:: PRUÉBALO ::
Según el texto de estudio, ¿qué nombre dieron los franceses en la década de 1970 a las autobiografías fabuladas?

:: TEXTO DE ESTUDIO ::
La década de 1970 fue la década en que los franceses le dieron el nombre de “autoficción” a las autobiografías fabuladas. Fabular la propia biografía es algo muy común, pero siempre se ha hecho con un sentido aventurero y heroico para agregarle más color a una vida empalidecida por la falta de acontecimientos interesantes; pues bien, en Francia, durante la década de 1970, lo que se empezó a fabular fue la propia intimidad, para alterar las escenas domésticas más comunes. En rigor no es que en ese periodo comenzó esta modalidad de fabulación (pues algo como eso ya venía sucediendo desde hacía mucho), sino que lo que más bien sucedió fue que el público lector y la crítica literaria empezaron a darle una enorme cabida al relato sobre los dramas familiares de la gente común. Ernaux se subió a la ola, y –quizás por una incapacidad para la creación o por una voluntad patológica de exhibirse– escribió sobre su padre (La Place, 1983) y su madre (Une femme, 1988), sobre el ascenso social de ambos (La Honte, 1997), sobre su paso por la escuela (Ce qu’ils disent ou rien, 1977), sobre su aborto (L’Événement, 2000), sobre su matrimonio (La femme gelée, 1981) y sus amoríos (Passion simple, 1991), sobre sus vivencias ante el mal de Alzheimer (« Je ne suis pas sortie de ma nuit », 1997), y hasta sobre su victoria contra el cáncer de seno (L’usage de la photo, 2005), siempre amparada y promocionada por la editorial Gallimard.

Ernaux, desde hace cuarenta años, juega el rol de mujer humillada. Si no fue la falta de riqueza o la genealogía plebeya lo que la humilló, entonces habrá sido la medicina, el sistema educativo o el patriarcado, pero Ernaux se las ha arreglado siempre para encontrar la manera de continuar exprimiendo literariamente a la experiencia de la humillación psicológica y social desde un punto de vista femenino. Ella se reconoce como una tránsfuga social que ha abandonado el mundo de la carencia para convertirse en opulenta (sus libros han sido generosamente comprados en el Hexágono), pero es como que la infancia traumática que tuvo no le permitió disfrutar nunca del éxito.

El otro autor que ha marcado a Louis al que he referido es Didier Eribon. En finir avec Eddy Bellegueule, de hecho, está dedicada a este sociólogo estudioso de la obra de Michel Foucault y activo militante del elegebetismo francés. Eribon, al igual que Ernaux, fue alguna vez un joven pobre, pero él no canalizó su rencor a través de la denuncia de las injustas brechas entre ricos y pobres, sino que prefirió convertirse en un defensor a ultranzas de los homosexuales. La obra de Eribon, por tanto, alimenta un nicho pero poco interesa para quien que no es parte de ese nicho. La excepción, tal vez, es su Retour à Reims (2009): un libro rarísimo en el que un sociólogo emplea como método la introspección para analizar un único caso personal, que no es otro más que el del propio autor.

:: EXTRACTO DEL LISTADO ::
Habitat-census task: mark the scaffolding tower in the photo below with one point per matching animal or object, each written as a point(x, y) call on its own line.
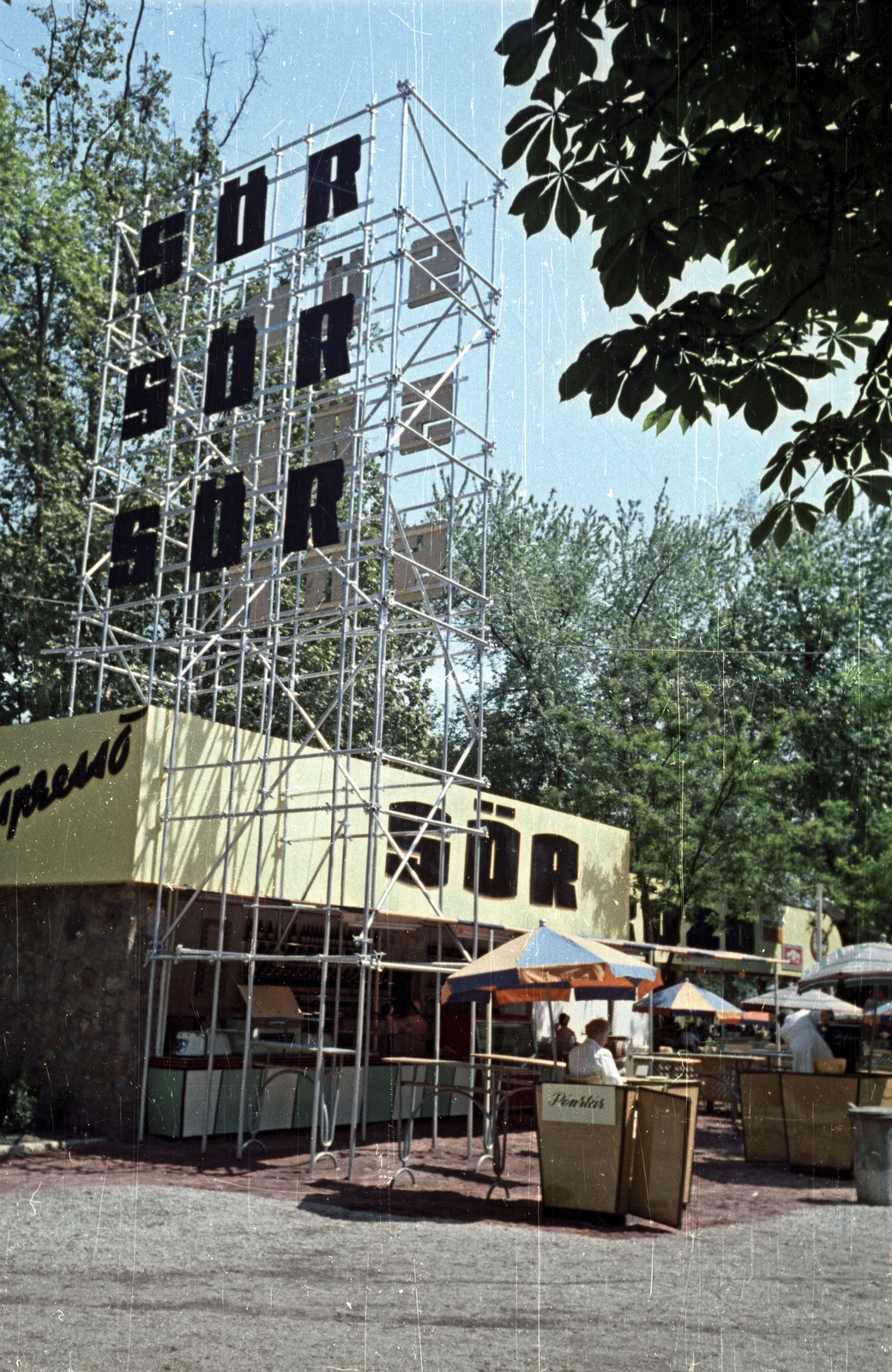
point(375, 239)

:: RESPUESTA ::
«Autoficción».